** start of The records **

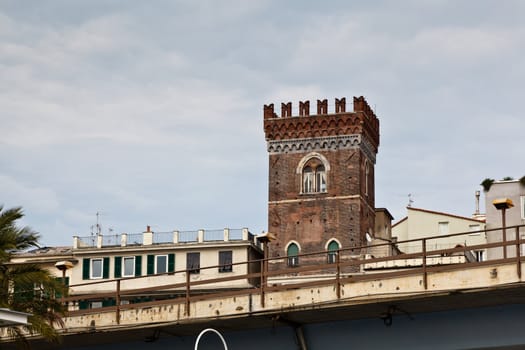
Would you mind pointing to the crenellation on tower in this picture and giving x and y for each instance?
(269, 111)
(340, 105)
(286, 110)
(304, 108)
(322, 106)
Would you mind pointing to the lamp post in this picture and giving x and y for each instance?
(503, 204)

** end of The records **

◆ **What is expected**
Change "lamp post" to "street lamp" throughout the lines above and give them back otherwise unaltered, leaving out the pictures.

◆ **Result of this task**
Would you mind pointing to the crenellation on tower in this picture and giving x and y for each instance?
(269, 111)
(340, 105)
(286, 110)
(304, 108)
(322, 106)
Would you mind pointing to the street lamp in this picture and giving x and y for each instance?
(503, 204)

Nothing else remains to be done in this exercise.